**** Data shown ****

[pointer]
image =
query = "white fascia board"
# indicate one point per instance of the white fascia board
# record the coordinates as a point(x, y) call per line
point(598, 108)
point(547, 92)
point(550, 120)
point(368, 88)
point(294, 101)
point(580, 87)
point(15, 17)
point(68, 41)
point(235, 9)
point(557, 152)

****

**Work request**
Lines of the listing above that include the string "white" should each be copied.

**Result**
query = "white fascia board"
# indicate one point per instance of the white fascia board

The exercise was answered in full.